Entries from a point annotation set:
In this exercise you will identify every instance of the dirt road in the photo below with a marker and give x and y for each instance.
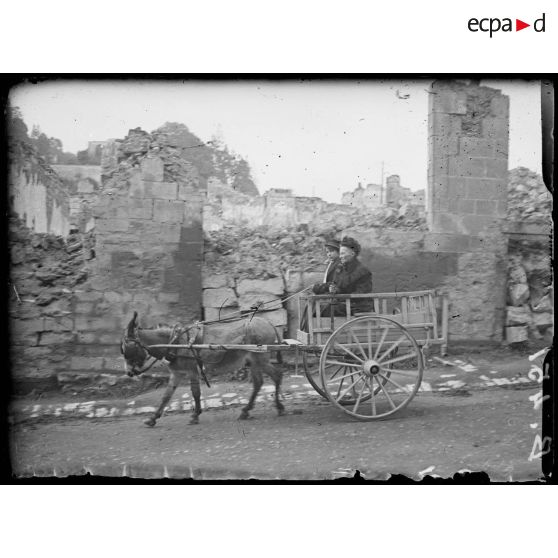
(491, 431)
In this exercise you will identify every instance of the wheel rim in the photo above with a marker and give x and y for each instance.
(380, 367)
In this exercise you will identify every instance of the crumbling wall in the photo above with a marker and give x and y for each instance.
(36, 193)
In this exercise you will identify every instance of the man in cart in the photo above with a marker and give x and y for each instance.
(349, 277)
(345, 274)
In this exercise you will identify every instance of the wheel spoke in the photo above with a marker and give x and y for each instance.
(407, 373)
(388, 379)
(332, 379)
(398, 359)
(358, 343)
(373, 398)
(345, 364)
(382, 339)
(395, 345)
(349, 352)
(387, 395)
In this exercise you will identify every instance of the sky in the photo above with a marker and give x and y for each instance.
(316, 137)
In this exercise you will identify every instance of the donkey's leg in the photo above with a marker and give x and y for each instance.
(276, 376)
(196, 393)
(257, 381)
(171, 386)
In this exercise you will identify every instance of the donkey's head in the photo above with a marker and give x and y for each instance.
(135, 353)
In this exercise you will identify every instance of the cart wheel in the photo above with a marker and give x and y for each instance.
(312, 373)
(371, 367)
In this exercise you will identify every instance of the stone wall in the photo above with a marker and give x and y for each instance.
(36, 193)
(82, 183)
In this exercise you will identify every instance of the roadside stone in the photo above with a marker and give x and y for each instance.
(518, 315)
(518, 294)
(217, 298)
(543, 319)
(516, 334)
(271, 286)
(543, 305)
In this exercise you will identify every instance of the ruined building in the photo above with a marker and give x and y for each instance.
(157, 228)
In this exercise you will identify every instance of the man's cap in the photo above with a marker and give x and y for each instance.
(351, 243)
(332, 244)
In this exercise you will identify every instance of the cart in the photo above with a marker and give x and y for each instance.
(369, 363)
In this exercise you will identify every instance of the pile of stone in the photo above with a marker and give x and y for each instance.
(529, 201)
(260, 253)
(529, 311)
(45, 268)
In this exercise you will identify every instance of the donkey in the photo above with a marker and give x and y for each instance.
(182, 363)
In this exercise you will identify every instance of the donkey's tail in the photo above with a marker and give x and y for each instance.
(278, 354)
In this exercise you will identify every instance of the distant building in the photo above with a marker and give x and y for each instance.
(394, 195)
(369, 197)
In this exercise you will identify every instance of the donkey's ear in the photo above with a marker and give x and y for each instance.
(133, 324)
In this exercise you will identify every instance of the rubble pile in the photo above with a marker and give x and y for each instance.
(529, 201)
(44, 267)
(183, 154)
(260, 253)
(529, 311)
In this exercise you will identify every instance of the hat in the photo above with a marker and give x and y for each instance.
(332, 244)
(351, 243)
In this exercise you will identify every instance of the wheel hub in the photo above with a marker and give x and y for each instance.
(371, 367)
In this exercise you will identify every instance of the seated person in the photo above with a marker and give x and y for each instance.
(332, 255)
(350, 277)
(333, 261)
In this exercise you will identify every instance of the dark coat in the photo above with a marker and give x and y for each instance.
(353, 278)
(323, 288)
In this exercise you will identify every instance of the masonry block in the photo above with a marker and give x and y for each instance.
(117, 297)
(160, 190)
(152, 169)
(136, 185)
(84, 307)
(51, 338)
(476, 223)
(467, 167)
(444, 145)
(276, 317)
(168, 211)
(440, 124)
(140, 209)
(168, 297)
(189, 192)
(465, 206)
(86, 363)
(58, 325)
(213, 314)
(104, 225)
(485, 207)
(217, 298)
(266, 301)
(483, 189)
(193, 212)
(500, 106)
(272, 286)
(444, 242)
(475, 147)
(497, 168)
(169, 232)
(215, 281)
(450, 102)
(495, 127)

◆ Goal
Give the lines of the records from the line with "the donkey's ear" through the end of the records as a Markdown table with the columns Row and Line, one numbered row per line and blank lines left out.

◆ Response to this task
| Row | Line |
|---|---|
| 1 | In this exercise you will identify every instance of the donkey's ear in the photo above with a marker and give x and y for each instance. |
| 2 | (133, 324) |
| 3 | In this exercise you will identify every instance of the rubble pile in the photo above with a marker and give x and y for each instance. |
| 4 | (529, 201) |
| 5 | (44, 267) |
| 6 | (183, 154) |
| 7 | (260, 253) |
| 8 | (529, 311) |
| 9 | In this exercise you will identify every instance of the hat in the photo above with a marker and give x and y for each instance. |
| 10 | (332, 244) |
| 11 | (351, 243) |
| 12 | In this exercise you will identify every instance of the wheel hub in the photo above with a marker and give x and y for each instance. |
| 13 | (371, 367) |
| 14 | In this exercise you will identify every instance of the seated person in the photo above with a marker and give x and y for each instance. |
| 15 | (332, 255) |
| 16 | (350, 277) |
| 17 | (333, 261) |
| 18 | In this exercise you will identify every instance of the dark coat in the photo above with a marker and give x and y for each instance. |
| 19 | (353, 278) |
| 20 | (323, 288) |
| 21 | In this exercise you will identify every instance of the masonry block in the photo above with a marker and give x and y for each instance. |
| 22 | (117, 297) |
| 23 | (160, 190) |
| 24 | (152, 169) |
| 25 | (136, 185) |
| 26 | (84, 307) |
| 27 | (51, 338) |
| 28 | (476, 223) |
| 29 | (467, 167) |
| 30 | (444, 145) |
| 31 | (276, 317) |
| 32 | (168, 211) |
| 33 | (440, 124) |
| 34 | (140, 209) |
| 35 | (168, 297) |
| 36 | (189, 192) |
| 37 | (465, 206) |
| 38 | (86, 363) |
| 39 | (58, 325) |
| 40 | (213, 314) |
| 41 | (104, 225) |
| 42 | (485, 207) |
| 43 | (217, 298) |
| 44 | (266, 301) |
| 45 | (483, 189) |
| 46 | (193, 212) |
| 47 | (500, 106) |
| 48 | (272, 286) |
| 49 | (444, 242) |
| 50 | (475, 147) |
| 51 | (497, 168) |
| 52 | (169, 232) |
| 53 | (215, 281) |
| 54 | (450, 102) |
| 55 | (495, 127) |